> **Requirement**
Without including any picture, transcribe the entries below word for word.

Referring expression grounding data
===============

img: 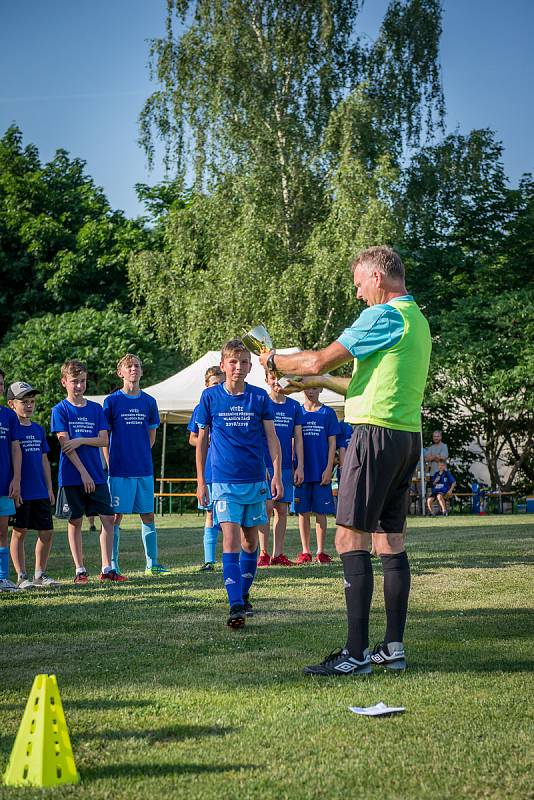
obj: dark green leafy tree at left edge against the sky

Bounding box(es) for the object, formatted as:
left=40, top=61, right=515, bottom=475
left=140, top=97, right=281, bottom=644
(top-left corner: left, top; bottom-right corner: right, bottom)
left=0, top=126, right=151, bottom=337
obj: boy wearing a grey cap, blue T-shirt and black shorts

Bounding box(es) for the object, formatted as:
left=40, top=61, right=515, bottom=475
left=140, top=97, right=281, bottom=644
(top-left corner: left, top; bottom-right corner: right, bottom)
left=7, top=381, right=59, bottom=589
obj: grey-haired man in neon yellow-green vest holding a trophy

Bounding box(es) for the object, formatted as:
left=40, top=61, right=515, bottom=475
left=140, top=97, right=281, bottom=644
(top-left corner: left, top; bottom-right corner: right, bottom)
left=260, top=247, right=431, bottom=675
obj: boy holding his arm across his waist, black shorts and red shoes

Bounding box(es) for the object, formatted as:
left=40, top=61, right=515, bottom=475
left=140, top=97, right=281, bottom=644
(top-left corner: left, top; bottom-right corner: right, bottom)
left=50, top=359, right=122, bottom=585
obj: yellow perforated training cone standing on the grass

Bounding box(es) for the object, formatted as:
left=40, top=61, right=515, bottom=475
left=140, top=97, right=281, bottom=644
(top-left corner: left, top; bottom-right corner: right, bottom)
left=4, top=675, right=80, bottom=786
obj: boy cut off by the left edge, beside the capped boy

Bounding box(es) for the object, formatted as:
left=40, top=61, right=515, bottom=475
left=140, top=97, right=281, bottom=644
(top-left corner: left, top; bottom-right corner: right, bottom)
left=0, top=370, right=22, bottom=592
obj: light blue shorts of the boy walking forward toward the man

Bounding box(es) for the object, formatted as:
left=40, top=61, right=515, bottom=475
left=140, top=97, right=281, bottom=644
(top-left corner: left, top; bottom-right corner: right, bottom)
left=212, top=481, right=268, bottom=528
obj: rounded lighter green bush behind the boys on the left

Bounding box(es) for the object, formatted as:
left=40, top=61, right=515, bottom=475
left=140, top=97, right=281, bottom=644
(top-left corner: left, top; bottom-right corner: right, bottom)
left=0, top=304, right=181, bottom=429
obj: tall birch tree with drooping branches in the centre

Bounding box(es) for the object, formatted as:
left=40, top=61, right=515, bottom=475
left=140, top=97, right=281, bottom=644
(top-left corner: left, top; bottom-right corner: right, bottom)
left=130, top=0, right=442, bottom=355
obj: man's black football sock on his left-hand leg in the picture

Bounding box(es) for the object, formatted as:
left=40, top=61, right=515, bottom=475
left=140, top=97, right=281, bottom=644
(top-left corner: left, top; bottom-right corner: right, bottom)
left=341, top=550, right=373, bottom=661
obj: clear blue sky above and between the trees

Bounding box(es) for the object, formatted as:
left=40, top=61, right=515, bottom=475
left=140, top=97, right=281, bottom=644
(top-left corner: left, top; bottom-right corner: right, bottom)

===============

> **Solution for this exercise**
img: 
obj: dark green leafy tree at left edge against the sky

Bounding box(es) for the object, formatted as:
left=40, top=61, right=515, bottom=475
left=140, top=97, right=281, bottom=644
(top-left corner: left, top; bottom-right corner: right, bottom)
left=0, top=126, right=151, bottom=337
obj: boy wearing a grey cap, blue T-shirt and black shorts

Bounding box(es) for the object, formatted as:
left=40, top=61, right=515, bottom=475
left=140, top=97, right=281, bottom=644
(top-left corner: left, top; bottom-right corner: right, bottom)
left=7, top=381, right=59, bottom=589
obj: grey-haired man in neon yellow-green vest holding a trophy

Bounding box(es) for the object, formatted as:
left=40, top=61, right=515, bottom=475
left=140, top=97, right=281, bottom=644
(top-left corner: left, top; bottom-right corner: right, bottom)
left=260, top=247, right=431, bottom=675
obj: boy holding his arm across his waist, black shorts and red shoes

Bounding box(es) for the object, formatted as:
left=40, top=61, right=515, bottom=475
left=140, top=97, right=281, bottom=644
(top-left corner: left, top; bottom-right corner: right, bottom)
left=50, top=359, right=122, bottom=585
obj: yellow perforated training cone standing on the grass

Bounding box(es) for the object, formatted as:
left=40, top=61, right=515, bottom=475
left=140, top=97, right=281, bottom=644
(top-left corner: left, top; bottom-right corner: right, bottom)
left=4, top=675, right=80, bottom=786
obj: boy cut off by the left edge, beside the capped boy

Bounding box(es) for the object, formatted as:
left=40, top=61, right=515, bottom=475
left=140, top=97, right=281, bottom=644
(top-left corner: left, top; bottom-right corner: right, bottom)
left=0, top=370, right=22, bottom=592
obj: light blue shorts of the boy walking forward toward the man

Bounding box(es) for the object, formatted as:
left=40, top=61, right=515, bottom=475
left=140, top=97, right=281, bottom=644
(top-left corner: left, top; bottom-right corner: right, bottom)
left=212, top=481, right=268, bottom=528
obj: rounded lighter green bush behind the boys on the left

Bounding box(es) for the object, formatted as:
left=40, top=61, right=515, bottom=475
left=140, top=97, right=281, bottom=644
(top-left corner: left, top; bottom-right corner: right, bottom)
left=0, top=304, right=181, bottom=429
obj: tall birch tree with drooping branches in the centre

Bounding box(es) for the object, formatted as:
left=40, top=61, right=515, bottom=475
left=140, top=97, right=281, bottom=644
(top-left corner: left, top; bottom-right corner: right, bottom)
left=130, top=0, right=442, bottom=355
obj: man's black football sock on his left-hand leg in the picture

Bounding box(es) for the object, formatted as:
left=40, top=61, right=515, bottom=475
left=140, top=97, right=281, bottom=644
(top-left corner: left, top; bottom-right corner: right, bottom)
left=341, top=550, right=373, bottom=661
obj: clear blue sky above and between the trees

Bounding box(es) for the object, formatted as:
left=40, top=61, right=515, bottom=475
left=140, top=97, right=281, bottom=644
(top-left corner: left, top; bottom-right corner: right, bottom)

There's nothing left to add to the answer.